[[ MATERIAL SHOWN open ]]

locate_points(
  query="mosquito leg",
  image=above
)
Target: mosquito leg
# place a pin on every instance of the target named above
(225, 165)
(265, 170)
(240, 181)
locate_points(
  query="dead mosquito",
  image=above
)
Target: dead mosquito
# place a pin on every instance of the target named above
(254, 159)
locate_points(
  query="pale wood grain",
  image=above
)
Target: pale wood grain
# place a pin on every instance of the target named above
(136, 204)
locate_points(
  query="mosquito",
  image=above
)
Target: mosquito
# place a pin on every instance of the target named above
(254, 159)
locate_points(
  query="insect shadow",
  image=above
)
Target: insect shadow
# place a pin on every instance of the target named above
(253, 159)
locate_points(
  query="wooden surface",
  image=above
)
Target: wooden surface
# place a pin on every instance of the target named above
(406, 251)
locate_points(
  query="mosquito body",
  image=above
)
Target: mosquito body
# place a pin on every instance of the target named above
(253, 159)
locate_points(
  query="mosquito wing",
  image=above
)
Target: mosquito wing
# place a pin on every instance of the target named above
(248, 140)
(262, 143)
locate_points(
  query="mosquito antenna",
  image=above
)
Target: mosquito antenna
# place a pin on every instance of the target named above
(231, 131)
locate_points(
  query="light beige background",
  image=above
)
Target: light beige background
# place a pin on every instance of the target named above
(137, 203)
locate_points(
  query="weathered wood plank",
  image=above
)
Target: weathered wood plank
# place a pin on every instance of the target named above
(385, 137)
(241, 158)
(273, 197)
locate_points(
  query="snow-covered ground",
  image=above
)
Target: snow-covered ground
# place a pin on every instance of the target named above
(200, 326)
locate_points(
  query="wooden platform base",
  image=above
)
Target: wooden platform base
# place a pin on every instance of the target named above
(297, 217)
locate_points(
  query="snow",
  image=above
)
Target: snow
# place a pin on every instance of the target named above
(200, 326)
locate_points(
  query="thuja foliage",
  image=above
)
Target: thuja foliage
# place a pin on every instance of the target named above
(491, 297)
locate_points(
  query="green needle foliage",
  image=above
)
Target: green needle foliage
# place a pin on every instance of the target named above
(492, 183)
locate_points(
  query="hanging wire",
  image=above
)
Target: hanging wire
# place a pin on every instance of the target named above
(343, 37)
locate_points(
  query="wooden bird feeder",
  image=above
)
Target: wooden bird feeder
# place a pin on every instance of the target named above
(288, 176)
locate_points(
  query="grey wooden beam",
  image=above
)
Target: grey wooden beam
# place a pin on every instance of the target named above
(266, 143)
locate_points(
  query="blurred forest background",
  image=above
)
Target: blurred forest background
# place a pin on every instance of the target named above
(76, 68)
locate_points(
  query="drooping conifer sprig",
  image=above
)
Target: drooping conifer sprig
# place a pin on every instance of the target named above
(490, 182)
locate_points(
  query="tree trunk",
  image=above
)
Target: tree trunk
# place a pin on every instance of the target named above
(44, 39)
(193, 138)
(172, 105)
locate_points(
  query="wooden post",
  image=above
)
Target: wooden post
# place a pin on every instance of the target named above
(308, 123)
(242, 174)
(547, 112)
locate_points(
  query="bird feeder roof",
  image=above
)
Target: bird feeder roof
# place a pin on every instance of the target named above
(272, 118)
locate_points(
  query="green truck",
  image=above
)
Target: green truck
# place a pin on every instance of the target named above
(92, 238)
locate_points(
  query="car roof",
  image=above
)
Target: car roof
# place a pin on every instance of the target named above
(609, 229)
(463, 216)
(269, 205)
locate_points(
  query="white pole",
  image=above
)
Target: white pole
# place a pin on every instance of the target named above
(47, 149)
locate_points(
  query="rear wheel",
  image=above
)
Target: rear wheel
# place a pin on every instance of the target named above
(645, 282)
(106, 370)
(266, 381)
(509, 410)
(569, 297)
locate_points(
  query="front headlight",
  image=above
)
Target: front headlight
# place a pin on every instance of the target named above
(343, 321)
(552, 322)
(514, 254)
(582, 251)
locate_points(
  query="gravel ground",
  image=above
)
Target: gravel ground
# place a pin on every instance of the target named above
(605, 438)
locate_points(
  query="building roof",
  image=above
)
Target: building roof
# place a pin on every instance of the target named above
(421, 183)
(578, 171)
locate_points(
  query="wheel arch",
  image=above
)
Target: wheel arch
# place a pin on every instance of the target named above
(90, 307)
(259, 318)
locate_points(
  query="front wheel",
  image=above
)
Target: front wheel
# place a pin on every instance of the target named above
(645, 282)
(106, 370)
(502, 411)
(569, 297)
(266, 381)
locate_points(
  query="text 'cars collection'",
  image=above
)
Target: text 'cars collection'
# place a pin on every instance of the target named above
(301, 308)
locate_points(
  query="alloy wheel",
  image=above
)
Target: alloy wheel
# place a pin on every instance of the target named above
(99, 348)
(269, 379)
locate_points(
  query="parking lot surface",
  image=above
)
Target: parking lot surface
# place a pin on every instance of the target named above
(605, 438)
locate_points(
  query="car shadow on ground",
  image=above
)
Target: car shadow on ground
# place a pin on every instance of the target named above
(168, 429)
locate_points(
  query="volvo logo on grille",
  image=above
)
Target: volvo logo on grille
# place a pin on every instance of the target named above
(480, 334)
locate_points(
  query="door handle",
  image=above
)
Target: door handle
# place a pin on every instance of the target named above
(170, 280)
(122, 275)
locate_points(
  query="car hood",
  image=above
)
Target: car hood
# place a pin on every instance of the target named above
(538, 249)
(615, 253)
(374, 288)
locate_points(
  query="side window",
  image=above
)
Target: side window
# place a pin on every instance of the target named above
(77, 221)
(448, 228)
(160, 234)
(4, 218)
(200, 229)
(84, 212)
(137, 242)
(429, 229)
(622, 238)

[[ MATERIAL SHOWN closed ]]

- THE PROBLEM -
The full set of records above is to be printed exactly as it appears.

- RESULT OF THE TASK -
locate_points(
  query="mosquito leg",
  image=above
)
Target: mosquito leg
# place a pin on every instance of the target named above
(225, 165)
(265, 170)
(240, 181)
locate_points(
  query="dead mosquito",
  image=above
)
Target: dead mosquito
# place a pin on every instance of the target named above
(254, 159)
locate_points(
  query="pale wood grain",
  image=above
)
Target: pale wood grain
# place a pin on every instance of the target named above
(136, 204)
locate_points(
  query="mosquito",
  image=above
)
Target: mosquito
# place a pin on every instance of the target named above
(254, 159)
locate_points(
  query="insect shadow",
  image=above
)
Target: insect shadow
# place a pin on every instance of the target named above
(253, 159)
locate_points(
  query="wooden surface",
  image=above
)
Target: wooden surface
# place a pin on every instance of the target named above
(406, 251)
locate_points(
  query="mosquito body",
  image=above
)
Target: mosquito body
# place a pin on every instance of the target named above
(253, 159)
locate_points(
  query="mosquito wing",
  image=above
)
Target: mosquito wing
# place a pin on every instance of the target named above
(248, 140)
(262, 143)
locate_points(
  query="mosquito antenna",
  image=above
)
Target: mosquito antenna
# place a pin on every instance of the target named above
(231, 131)
locate_points(
  query="light beige background",
  image=above
)
Target: light beige background
# place a pin on every instance of the target named above
(137, 203)
locate_points(
  query="weathered wood plank",
  image=above
)
Target: weathered wood plank
# place a pin on every instance of the target named above
(385, 137)
(241, 158)
(273, 197)
locate_points(
  query="snow-covered ground",
  image=above
)
Target: snow-covered ground
# place a pin on every instance of the target named above
(200, 326)
locate_points(
  query="wooden platform base",
  image=above
)
Target: wooden platform base
# place a pin on every instance of the target named above
(297, 217)
locate_points(
  query="snow",
  image=above
)
Target: snow
# place a pin on every instance of the target named above
(200, 326)
locate_points(
  query="thuja foliage",
  image=above
)
Target: thuja foliage
# place a pin on every instance of the target named above
(491, 297)
locate_points(
  query="green needle foliage",
  image=above
)
Target: green needle foliage
# place a pin on every instance of the target named above
(492, 183)
locate_points(
  query="hanging wire",
  image=above
)
Target: hanging wire
# place a pin on every instance of the target named above
(343, 37)
locate_points(
  query="wooden bird feeder",
  image=above
)
Target: wooden bird feeder
# place a pin on every instance of the target named above
(288, 176)
locate_points(
  query="grey wooden beam",
  image=above
)
Target: grey wooden beam
# place a pin on every instance of the target named above
(266, 143)
locate_points(
  query="blurred forest background",
  image=above
)
Target: blurred forest background
# place a pin on every instance of the target named above
(76, 68)
locate_points(
  query="drooping conifer sprig",
  image=above
)
Target: drooping conifer sprig
# place a pin on every instance of the target named above
(490, 182)
locate_points(
  query="tree trunk",
  image=above
)
Target: tree trunk
# place a pin on every instance of the target named above
(44, 39)
(193, 138)
(172, 105)
locate_points(
  query="wooden post",
  image=above
)
Target: wooden post
# place a pin on every instance of the target named above
(308, 123)
(242, 174)
(547, 112)
locate_points(
  query="bird feeder roof",
  image=above
)
Target: bird feeder roof
# place a pin on every instance of the target named above
(272, 118)
locate_points(
  query="green truck",
  image=above
)
Target: green truck
# place a pin on every instance of the target named above
(92, 238)
locate_points(
  query="car roof",
  image=above
)
Target: car roof
# place a pin on every instance of the target named above
(609, 229)
(463, 216)
(269, 205)
locate_points(
  query="white pole",
  image=above
)
Target: white pole
# place a pin on every instance of the target named above
(47, 149)
locate_points(
  query="rear wheel",
  image=above
)
Target: rear wheel
# place a pin on every instance of the target named above
(645, 282)
(106, 370)
(266, 381)
(509, 410)
(569, 297)
locate_points(
  query="front headlight",
  image=above
)
Target: front headlight
# place a pin on every instance of the target named above
(343, 321)
(552, 322)
(514, 254)
(582, 251)
locate_points(
  query="gravel ground",
  image=above
)
Target: gravel ground
# place a pin on every instance of the target named above
(605, 438)
locate_points(
  query="building roof",
  image=above
)
Target: building roof
# place a pin on every instance of the target named above
(421, 183)
(578, 171)
locate_points(
  query="wheel arch",
  image=above
)
Target: wheel arch
# place a pin on every instance of the target named above
(90, 307)
(259, 318)
locate_points(
  query="front wheel",
  image=above
)
Target: front wheel
# place a pin on every instance of the target named above
(645, 282)
(106, 370)
(502, 411)
(569, 297)
(266, 381)
locate_points(
  query="text 'cars collection'",
  image=above
)
Target: text 'cars collection'
# place a pin on every instance of the target named above
(301, 308)
locate_points(
  query="alloy wheel",
  image=above
)
Target: alloy wheel
# place a pin on every instance of the target named above
(99, 348)
(269, 379)
locate_points(
  query="parking lot surface",
  image=above
)
Target: parking lot surface
# place a pin on every instance of the target named above
(605, 438)
locate_points(
  query="car shadow on ground",
  image=above
)
Target: car shadow on ground
# place a pin on every instance of the target named above
(168, 429)
locate_points(
  query="volvo logo on grille",
  image=above
)
Target: volvo logo on grille
# place a pin on every instance of the target named above
(480, 334)
locate_points(
  query="door handle",
  image=above
)
Target: door handle
# place a pin on every instance of the target named above
(170, 280)
(122, 275)
locate_points(
  query="car hood",
  image=above
)
Target: car hood
# place a pin on every instance of the target named above
(538, 249)
(615, 253)
(374, 288)
locate_points(
  query="side window",
  image=above
)
Target: side window
# place a pin on every instance of the target named above
(77, 221)
(448, 228)
(160, 234)
(4, 218)
(200, 229)
(84, 212)
(137, 242)
(429, 229)
(622, 238)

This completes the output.